Google Cloud debuts new AI chips, tools for building agents
· The Straits TimesLAS VEGAS - Alphabet Inc’s Google Cloud division unveiled the latest generation of its tensor processing unit, or TPU, a home-grown chip that’s designed to make AI computing services faster and more efficient.
The new line-up will come in two versions, the company said on April 22 at its Google Cloud Next event, where it also announced a US$750 million (S$957.36 million) fund to help boost corporate AI adoption and showed off tools for building AI agents.
The TPU 8t is tailored for creating artificial intelligence software, while the TPU 8i is designed to run AI services after they’ve been created – a stage known as inference.
Shares of Alphabet gained 1.7 per cent before markets opened in New York.
Google has emerged as one of the most successful makers of in-house AI chips in an industry dominated by Nvidia Corp.
TPUs have become a hot commodity in Silicon Valley in recent months, and the company is looking to build on that momentum with the latest versions.
The effort is part of a broader push to make it cheaper and less energy-intensive to roll out AI software.
The company also is working to make services more responsive.
The new TPUs store more information on the chip, helping provide the rapid responses that users crave.
But demands on increasingly complex layers of software are only growing.
“It’s about how you deliver the lowest possible latency of the response at the lowest possible cost per transaction,” said Mr Mark Lohmeyer, Google’s vice-president of compute and AI infrastructure.
“The number of transactions is going way up, and the cost per transaction needs to go way down for it to scale.”
Creating AI services and software is done by using systems that can sift through massive amounts of data very quickly to make connections and establish patterns that can be represented mathematically.
Inference, running the software and services, benefits from processors that have huge amounts of memory integrated into them.
This approach helps make AI responses more instantaneous because the component doesn’t have to go seek information stored elsewhere.
It’s particularly useful when computers “reason” through problems, taking multiple steps and learning from their own actions.
The training chip, 8t, can be combined into groups of 9,600 semiconductors. Google said that when deploying such massive systems, power is increasingly the major constraint in data centres.
Owners therefore need systems that are more efficient to get the best out of the limited availability of electricity.

Parts of the exercise »
1 - Translate this sentence from the article on Google's new AI chips into Spanish: "Shares of Alphabet gained 1.7 per cent before markets opened in New York."
2 - Answer these questions using the article on Google's new AI chips.
(a) How large is the fund Google announced at its Google Cloud Next event?
(b) What is the TPU 8i designed to do?
(c) How many semiconductors can the 8t training chip be combined into groups of?
3 - Update the article on Google's new AI chips between "The new TPUs" and "and AI infrastructure.", inclusive, replacing "crave" with "expect".

Information supplied »
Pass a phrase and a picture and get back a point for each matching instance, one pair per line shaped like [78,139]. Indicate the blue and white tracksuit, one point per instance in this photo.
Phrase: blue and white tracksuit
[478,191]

---

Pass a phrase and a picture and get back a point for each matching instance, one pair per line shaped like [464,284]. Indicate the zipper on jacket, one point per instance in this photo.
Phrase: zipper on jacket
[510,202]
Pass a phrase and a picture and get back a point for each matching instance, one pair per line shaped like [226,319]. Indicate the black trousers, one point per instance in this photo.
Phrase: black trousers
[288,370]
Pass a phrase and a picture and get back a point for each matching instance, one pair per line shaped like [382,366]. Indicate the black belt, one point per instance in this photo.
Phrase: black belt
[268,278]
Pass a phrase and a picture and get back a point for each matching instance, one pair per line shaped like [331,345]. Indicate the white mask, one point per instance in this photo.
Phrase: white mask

Answers to each task »
1 - Las acciones de Alphabet subieron un 1,7 por ciento antes de la apertura de los mercados en Nueva York.

2 -
(a) US$750 million (S$957.36 million).
(b) Run AI services after they've been created, a stage known as inference.
(c) 9,600.

3 -
The new TPUs store more information on the chip, helping provide the rapid responses that users expect.
But demands on increasingly complex layers of software are only growing.
“It’s about how you deliver the lowest possible latency of the response at the lowest possible cost per transaction,” said Mr Mark Lohmeyer, Google’s vice-president of compute and AI infrastructure.